Below are some records; return all of them exactly as they are.

[Start of section]

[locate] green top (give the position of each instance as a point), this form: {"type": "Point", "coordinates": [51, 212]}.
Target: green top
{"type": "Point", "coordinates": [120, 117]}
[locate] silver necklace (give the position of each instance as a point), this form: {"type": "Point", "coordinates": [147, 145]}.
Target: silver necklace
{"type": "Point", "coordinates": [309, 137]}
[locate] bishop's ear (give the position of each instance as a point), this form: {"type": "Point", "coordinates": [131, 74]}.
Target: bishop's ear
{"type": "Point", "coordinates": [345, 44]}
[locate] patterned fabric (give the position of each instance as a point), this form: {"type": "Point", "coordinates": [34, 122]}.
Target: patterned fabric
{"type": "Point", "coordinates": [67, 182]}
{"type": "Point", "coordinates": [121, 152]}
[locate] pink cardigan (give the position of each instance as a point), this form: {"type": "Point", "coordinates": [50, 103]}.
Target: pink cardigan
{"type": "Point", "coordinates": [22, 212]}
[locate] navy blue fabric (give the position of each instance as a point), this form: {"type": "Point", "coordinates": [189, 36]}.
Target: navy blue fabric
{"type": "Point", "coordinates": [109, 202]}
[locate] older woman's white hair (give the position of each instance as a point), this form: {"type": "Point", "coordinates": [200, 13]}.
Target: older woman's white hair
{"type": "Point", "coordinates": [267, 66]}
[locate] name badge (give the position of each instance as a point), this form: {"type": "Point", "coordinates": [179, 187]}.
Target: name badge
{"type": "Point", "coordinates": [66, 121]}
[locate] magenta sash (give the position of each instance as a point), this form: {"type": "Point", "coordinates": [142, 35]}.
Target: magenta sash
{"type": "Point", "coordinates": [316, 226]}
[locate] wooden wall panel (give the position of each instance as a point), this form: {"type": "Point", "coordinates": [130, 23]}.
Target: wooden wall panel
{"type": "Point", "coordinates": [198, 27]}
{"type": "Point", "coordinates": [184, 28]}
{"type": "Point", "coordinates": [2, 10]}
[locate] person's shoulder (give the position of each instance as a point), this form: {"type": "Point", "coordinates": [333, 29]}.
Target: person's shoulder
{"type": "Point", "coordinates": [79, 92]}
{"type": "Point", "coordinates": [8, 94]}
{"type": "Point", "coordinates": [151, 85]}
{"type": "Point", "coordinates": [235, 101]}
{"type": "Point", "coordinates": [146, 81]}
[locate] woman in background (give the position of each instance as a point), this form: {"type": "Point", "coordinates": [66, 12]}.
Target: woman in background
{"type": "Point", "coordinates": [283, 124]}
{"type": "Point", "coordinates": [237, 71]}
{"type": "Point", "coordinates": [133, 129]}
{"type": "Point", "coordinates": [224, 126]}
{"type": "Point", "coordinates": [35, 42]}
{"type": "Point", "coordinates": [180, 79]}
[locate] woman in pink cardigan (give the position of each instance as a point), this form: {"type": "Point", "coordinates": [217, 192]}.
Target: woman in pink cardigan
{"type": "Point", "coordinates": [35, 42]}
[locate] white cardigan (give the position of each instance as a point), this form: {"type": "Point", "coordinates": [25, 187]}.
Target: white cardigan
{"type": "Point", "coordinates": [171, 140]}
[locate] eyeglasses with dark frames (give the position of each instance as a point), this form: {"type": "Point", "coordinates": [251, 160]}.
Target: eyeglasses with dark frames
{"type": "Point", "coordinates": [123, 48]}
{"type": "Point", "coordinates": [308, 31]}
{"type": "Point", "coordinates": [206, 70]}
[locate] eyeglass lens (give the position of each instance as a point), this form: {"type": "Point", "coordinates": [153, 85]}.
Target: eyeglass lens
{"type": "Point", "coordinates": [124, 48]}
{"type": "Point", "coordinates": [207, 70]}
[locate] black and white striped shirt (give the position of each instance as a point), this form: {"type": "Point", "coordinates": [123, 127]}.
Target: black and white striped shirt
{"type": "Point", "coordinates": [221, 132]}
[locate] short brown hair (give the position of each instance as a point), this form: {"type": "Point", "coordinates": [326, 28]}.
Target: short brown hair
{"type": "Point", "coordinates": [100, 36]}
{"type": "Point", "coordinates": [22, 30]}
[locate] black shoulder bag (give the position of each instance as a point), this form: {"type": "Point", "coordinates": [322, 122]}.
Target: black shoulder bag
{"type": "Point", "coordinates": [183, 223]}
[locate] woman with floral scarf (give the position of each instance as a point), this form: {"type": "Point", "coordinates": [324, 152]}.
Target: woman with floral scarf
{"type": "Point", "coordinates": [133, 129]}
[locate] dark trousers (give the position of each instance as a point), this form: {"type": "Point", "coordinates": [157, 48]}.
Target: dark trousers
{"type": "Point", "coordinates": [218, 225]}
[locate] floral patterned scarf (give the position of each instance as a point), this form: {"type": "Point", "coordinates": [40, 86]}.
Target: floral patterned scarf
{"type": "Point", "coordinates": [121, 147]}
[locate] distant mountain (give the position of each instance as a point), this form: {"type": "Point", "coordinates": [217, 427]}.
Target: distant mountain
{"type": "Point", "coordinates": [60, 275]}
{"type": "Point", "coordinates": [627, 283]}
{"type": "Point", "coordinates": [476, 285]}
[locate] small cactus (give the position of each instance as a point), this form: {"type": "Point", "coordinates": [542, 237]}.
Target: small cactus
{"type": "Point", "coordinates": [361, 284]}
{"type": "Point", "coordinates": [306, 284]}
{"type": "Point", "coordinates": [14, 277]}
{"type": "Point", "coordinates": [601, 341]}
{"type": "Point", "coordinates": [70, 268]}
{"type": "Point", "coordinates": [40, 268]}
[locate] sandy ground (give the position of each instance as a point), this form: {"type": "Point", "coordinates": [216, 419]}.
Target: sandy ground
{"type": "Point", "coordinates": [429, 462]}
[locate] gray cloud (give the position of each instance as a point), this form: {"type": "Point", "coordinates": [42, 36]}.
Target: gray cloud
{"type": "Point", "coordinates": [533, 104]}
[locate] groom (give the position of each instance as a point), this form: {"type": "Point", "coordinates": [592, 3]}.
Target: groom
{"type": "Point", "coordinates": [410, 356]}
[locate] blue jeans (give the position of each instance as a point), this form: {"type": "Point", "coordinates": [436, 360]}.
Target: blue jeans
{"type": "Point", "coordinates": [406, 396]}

[End of section]

### Problem solution
[locate] green top (give the position of each instance as a point), this form: {"type": "Point", "coordinates": [51, 212]}.
Target: green top
{"type": "Point", "coordinates": [120, 117]}
[locate] silver necklace (give the position of each instance as a point), this form: {"type": "Point", "coordinates": [147, 145]}.
Target: silver necklace
{"type": "Point", "coordinates": [309, 137]}
[locate] bishop's ear (give the position of each instance as a point), this form: {"type": "Point", "coordinates": [131, 74]}.
Target: bishop's ear
{"type": "Point", "coordinates": [345, 44]}
[locate] patterned fabric (give the position of each instance as a point), this form: {"type": "Point", "coordinates": [34, 122]}.
Target: patterned fabric
{"type": "Point", "coordinates": [67, 182]}
{"type": "Point", "coordinates": [121, 152]}
[locate] pink cardigan (give the position of each instance as a point), this form: {"type": "Point", "coordinates": [50, 103]}.
Target: pink cardigan
{"type": "Point", "coordinates": [22, 212]}
[locate] navy blue fabric (give the position of each instance as a point), this form: {"type": "Point", "coordinates": [189, 36]}.
Target: navy blue fabric
{"type": "Point", "coordinates": [109, 202]}
[locate] older woman's white hair (give the position of each instance as a point), this form: {"type": "Point", "coordinates": [200, 13]}.
Target: older woman's white hair
{"type": "Point", "coordinates": [267, 66]}
[locate] name badge (give the position of each instance as a point), this form: {"type": "Point", "coordinates": [179, 187]}.
Target: name badge
{"type": "Point", "coordinates": [66, 121]}
[locate] magenta sash (give the position of each instance as a point), this form: {"type": "Point", "coordinates": [142, 35]}.
Target: magenta sash
{"type": "Point", "coordinates": [316, 226]}
[locate] wooden wall panel (give the position of each instance as a point), this form: {"type": "Point", "coordinates": [130, 23]}.
Target: wooden wall panel
{"type": "Point", "coordinates": [198, 27]}
{"type": "Point", "coordinates": [184, 28]}
{"type": "Point", "coordinates": [2, 10]}
[locate] person's shoulder (give the position of each instance as a point), this form: {"type": "Point", "coordinates": [333, 29]}.
Target: person's shoulder
{"type": "Point", "coordinates": [79, 92]}
{"type": "Point", "coordinates": [8, 94]}
{"type": "Point", "coordinates": [151, 85]}
{"type": "Point", "coordinates": [235, 101]}
{"type": "Point", "coordinates": [146, 81]}
[locate] woman in background (give the position of each instance as a point), this form: {"type": "Point", "coordinates": [66, 12]}.
Target: woman in background
{"type": "Point", "coordinates": [283, 124]}
{"type": "Point", "coordinates": [237, 71]}
{"type": "Point", "coordinates": [133, 129]}
{"type": "Point", "coordinates": [224, 126]}
{"type": "Point", "coordinates": [35, 42]}
{"type": "Point", "coordinates": [180, 79]}
[locate] woman in pink cardigan (give the position of each instance as a point), this form: {"type": "Point", "coordinates": [217, 192]}.
Target: woman in pink cardigan
{"type": "Point", "coordinates": [35, 42]}
[locate] white cardigan (give the position of each instance as a point), this form: {"type": "Point", "coordinates": [25, 187]}.
Target: white cardigan
{"type": "Point", "coordinates": [171, 140]}
[locate] eyeglasses with dark frames (give the position of each instance as a point), this form: {"type": "Point", "coordinates": [251, 160]}.
Target: eyeglasses with dark frames
{"type": "Point", "coordinates": [123, 48]}
{"type": "Point", "coordinates": [308, 31]}
{"type": "Point", "coordinates": [206, 70]}
[locate] eyeglass lens (give the position of each instance as a point), this form: {"type": "Point", "coordinates": [153, 85]}.
Target: eyeglass lens
{"type": "Point", "coordinates": [124, 48]}
{"type": "Point", "coordinates": [207, 70]}
[locate] black and white striped shirt (give the position of each instance as a point), this form: {"type": "Point", "coordinates": [123, 127]}.
Target: black and white striped shirt
{"type": "Point", "coordinates": [221, 132]}
[locate] short brown hair (give the position of each instance as a point), this form: {"type": "Point", "coordinates": [326, 28]}.
Target: short brown hair
{"type": "Point", "coordinates": [100, 36]}
{"type": "Point", "coordinates": [22, 30]}
[locate] black shoulder bag (give the position of each instance as a point), this form: {"type": "Point", "coordinates": [322, 122]}.
Target: black shoulder bag
{"type": "Point", "coordinates": [183, 223]}
[locate] woman with floral scarf (give the position of each instance as a point), this form: {"type": "Point", "coordinates": [324, 152]}.
Target: woman with floral scarf
{"type": "Point", "coordinates": [133, 129]}
[locate] dark trousers (give the position of each instance as a point), this form: {"type": "Point", "coordinates": [157, 48]}.
Target: dark trousers
{"type": "Point", "coordinates": [218, 225]}
[locate] floral patterned scarf (give the position of each instance as a point), this form: {"type": "Point", "coordinates": [40, 86]}.
Target: floral patterned scarf
{"type": "Point", "coordinates": [121, 147]}
[locate] distant mountain (give the position of each instance as a point), this form: {"type": "Point", "coordinates": [217, 427]}.
Target: distant mountain
{"type": "Point", "coordinates": [60, 275]}
{"type": "Point", "coordinates": [627, 283]}
{"type": "Point", "coordinates": [476, 285]}
[locate] small cactus (give the position of each instance as a point), this form: {"type": "Point", "coordinates": [542, 237]}.
Target: small cactus
{"type": "Point", "coordinates": [361, 284]}
{"type": "Point", "coordinates": [306, 284]}
{"type": "Point", "coordinates": [14, 277]}
{"type": "Point", "coordinates": [601, 341]}
{"type": "Point", "coordinates": [70, 268]}
{"type": "Point", "coordinates": [40, 268]}
[locate] sandy ground (give the position of each instance as a point), this form: {"type": "Point", "coordinates": [216, 419]}.
Target: sandy ground
{"type": "Point", "coordinates": [429, 462]}
[locate] gray cloud (give the position of each instance as a point), this form: {"type": "Point", "coordinates": [42, 36]}.
Target: gray cloud
{"type": "Point", "coordinates": [533, 104]}
[locate] groom (give the position of each instance as a point), this form: {"type": "Point", "coordinates": [592, 3]}.
Target: groom
{"type": "Point", "coordinates": [410, 356]}
[locate] blue jeans (give the position of each instance as a point), this form: {"type": "Point", "coordinates": [436, 360]}.
Target: blue jeans
{"type": "Point", "coordinates": [406, 396]}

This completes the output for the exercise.